* Metin Bölümü
——————————

Bir manga bir Subay Vekili veya bir öğretmen Namzedinin emrinde bulunduğu için her Namzedin noksansız olarak talime çıkmasından tabii bir şey olamazdı.
Ufak bir dikkatsizlik şiddetle karşılanırdı.
Her nasılsa gözden kaçmış bir noksanlık Komutan tarafından gösterilecek olursa vay geldi o Namzedin başına: Ağır sözler söylenir, dürtülür, kakılırdı.
Karavana, bazen talim vaktinden bir iki dakika evvel gelmiş bulunursa açlığa faydası olur diye ayakta atıştırılırdı. Tekrar tekrar bağırmalarla ve ihtarlarla yarıda bırakılarak saf nizamına geçilirdi.
Güneş, ruhu okşayan tatlı açık sarı bir renkle hayata küskün gibi duran gözlerden birer süzgeç gibi geçerek kalplerdeki karanlık düşünceleri nurlu ışıkları ile dağıtırken yüzleri güneşe doğru çevrilmiş başların birer demir levha gibi sert vücutlar üzerinde yükseldiği görülür ve bir kitle halinde çelik bir duvar gibi yürüyen bu genç ve gürbüz Türk Yavrularının ağızlarından fışkıran sesler, feveran etmiş volkanların etrafa saçtığı lavlar gibi yayılarak akisler yapardı.
Yürüyen bir ses. Bir cisim haline gelmiş, gözle görülebilen bir ses.
Talimgahın bu güzel mıntıkasına pek yakışan bir marşını söylüyor: DAĞ BAŞINI DUMAN ALMIŞ.
Her sabah haykırıyor ve her iki tarafı yeşil ağaçlarla süslenmiş caddeden akıp gidiyor.

25 Nisan 2011 Pazartesi

7- Altıncı bölük ve ilk nöbet

Bostancı'da bulunan Altıncı Bölüğe düşmüştüm.
Bölük Komutanı, Zeki isminde genç bir Teğmen idi.
Yerli mamulatı elbise, kundura, silâh ve teçhizat verdiler.
Silahlarımızın numarasını öğrendikten sonra Silahhanedeki yerlerine koyduk.

——————————

* Yapılacak Alıştırmalar
1: Talimi anlatan metinde "Talimgahın bu güzel" sözleriyle başlayıp "ve teçhizat verdiler." sözlerine kadar giden kısmı hiç değiştirmeden yazın.
2: Kayıtlarda "dark suit jacket" geçen satırdan başlayıp kayıtların sonuna kadar giden satırları, ilk ve son satır dahil, aynen tekrar verin.

——————————

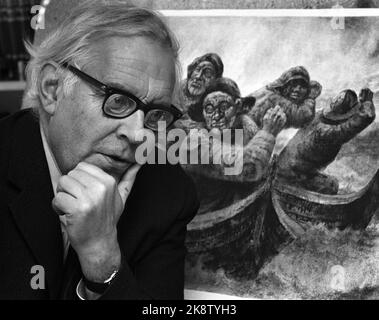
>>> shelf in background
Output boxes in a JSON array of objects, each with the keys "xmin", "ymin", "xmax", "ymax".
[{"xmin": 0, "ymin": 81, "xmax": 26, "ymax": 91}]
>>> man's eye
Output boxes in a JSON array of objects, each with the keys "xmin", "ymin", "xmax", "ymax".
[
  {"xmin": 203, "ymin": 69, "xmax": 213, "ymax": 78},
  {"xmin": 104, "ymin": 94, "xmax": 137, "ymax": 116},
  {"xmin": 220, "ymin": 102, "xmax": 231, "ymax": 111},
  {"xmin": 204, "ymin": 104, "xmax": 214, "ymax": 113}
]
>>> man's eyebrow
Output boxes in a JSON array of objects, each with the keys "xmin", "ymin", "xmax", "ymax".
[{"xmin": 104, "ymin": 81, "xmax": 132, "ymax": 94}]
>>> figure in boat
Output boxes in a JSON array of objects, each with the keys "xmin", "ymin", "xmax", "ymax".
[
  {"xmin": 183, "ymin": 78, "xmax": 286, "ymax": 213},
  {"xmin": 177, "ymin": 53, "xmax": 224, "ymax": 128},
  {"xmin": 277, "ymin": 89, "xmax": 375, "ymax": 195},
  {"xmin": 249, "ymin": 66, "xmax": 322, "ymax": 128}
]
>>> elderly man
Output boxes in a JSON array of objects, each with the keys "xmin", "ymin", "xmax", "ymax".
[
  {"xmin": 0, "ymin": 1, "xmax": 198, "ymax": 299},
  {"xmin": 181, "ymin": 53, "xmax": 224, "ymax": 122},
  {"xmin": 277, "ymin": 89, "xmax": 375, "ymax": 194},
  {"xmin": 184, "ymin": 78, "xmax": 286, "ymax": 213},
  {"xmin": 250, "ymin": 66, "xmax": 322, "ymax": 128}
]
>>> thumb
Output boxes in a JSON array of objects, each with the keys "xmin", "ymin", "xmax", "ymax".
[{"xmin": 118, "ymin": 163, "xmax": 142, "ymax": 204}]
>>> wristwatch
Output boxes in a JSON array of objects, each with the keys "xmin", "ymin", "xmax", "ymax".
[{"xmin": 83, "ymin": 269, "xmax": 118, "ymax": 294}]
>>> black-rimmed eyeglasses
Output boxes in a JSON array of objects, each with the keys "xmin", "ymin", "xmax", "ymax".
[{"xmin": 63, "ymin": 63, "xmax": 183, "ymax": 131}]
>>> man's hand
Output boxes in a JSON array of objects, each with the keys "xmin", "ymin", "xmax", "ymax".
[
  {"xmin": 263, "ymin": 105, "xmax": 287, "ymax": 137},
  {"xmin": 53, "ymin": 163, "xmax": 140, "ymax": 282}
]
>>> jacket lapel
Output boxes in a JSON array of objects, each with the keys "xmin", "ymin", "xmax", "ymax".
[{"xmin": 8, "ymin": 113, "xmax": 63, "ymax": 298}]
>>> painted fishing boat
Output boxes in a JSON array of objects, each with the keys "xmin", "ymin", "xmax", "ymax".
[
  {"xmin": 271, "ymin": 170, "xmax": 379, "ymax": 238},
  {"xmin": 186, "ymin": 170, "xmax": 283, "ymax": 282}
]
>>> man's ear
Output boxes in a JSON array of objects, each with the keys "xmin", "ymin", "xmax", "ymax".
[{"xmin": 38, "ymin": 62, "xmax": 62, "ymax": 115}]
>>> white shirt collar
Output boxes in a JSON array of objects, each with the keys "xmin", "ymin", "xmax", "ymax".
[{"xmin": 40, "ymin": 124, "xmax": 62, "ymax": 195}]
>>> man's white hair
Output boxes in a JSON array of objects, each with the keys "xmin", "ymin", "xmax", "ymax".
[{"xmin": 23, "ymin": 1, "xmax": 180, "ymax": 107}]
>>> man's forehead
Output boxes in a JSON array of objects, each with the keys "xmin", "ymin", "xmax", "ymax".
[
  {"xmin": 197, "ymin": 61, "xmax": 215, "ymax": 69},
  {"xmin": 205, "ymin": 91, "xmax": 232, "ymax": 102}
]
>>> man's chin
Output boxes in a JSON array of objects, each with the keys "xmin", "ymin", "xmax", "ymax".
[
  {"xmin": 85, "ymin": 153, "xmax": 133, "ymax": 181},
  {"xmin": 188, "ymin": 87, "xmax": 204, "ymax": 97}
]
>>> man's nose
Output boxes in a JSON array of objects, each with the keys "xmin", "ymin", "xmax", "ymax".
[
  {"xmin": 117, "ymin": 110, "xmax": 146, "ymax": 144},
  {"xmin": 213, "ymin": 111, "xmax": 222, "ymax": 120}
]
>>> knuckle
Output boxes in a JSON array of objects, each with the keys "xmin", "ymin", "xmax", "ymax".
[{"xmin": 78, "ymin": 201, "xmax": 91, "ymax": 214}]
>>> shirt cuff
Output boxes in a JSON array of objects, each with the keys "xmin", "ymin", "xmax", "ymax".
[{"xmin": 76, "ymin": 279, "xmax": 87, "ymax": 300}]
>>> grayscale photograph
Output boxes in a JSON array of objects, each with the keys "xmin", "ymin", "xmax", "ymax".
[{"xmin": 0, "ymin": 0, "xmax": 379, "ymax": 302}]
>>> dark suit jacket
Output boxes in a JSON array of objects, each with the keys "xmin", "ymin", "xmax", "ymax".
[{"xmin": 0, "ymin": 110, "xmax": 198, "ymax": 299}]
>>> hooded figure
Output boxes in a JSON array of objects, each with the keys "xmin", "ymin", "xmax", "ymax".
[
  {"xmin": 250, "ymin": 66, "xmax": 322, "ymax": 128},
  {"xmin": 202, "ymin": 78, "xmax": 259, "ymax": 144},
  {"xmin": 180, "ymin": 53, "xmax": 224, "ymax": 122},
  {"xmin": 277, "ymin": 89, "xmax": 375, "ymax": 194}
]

——————————

* Alıştırma Cevapları
1:
Talimgahın bu güzel mıntıkasına pek yakışan bir marşını söylüyor: DAĞ BAŞINI DUMAN ALMIŞ.
Her sabah haykırıyor ve her iki tarafı yeşil ağaçlarla süslenmiş caddeden akıp gidiyor.

25 Nisan 2011 Pazartesi

7- Altıncı bölük ve ilk nöbet

Bostancı'da bulunan Altıncı Bölüğe düşmüştüm.
Bölük Komutanı, Zeki isminde genç bir Teğmen idi.
Yerli mamulatı elbise, kundura, silâh ve teçhizat verdiler.

2:
>>> dark suit jacket
Output boxes in a JSON array of objects, each with the keys "xmin", "ymin", "xmax", "ymax".
[{"xmin": 0, "ymin": 110, "xmax": 198, "ymax": 299}]
>>> hooded figure
Output boxes in a JSON array of objects, each with the keys "xmin", "ymin", "xmax", "ymax".
[
  {"xmin": 250, "ymin": 66, "xmax": 322, "ymax": 128},
  {"xmin": 202, "ymin": 78, "xmax": 259, "ymax": 144},
  {"xmin": 180, "ymin": 53, "xmax": 224, "ymax": 122},
  {"xmin": 277, "ymin": 89, "xmax": 375, "ymax": 194}
]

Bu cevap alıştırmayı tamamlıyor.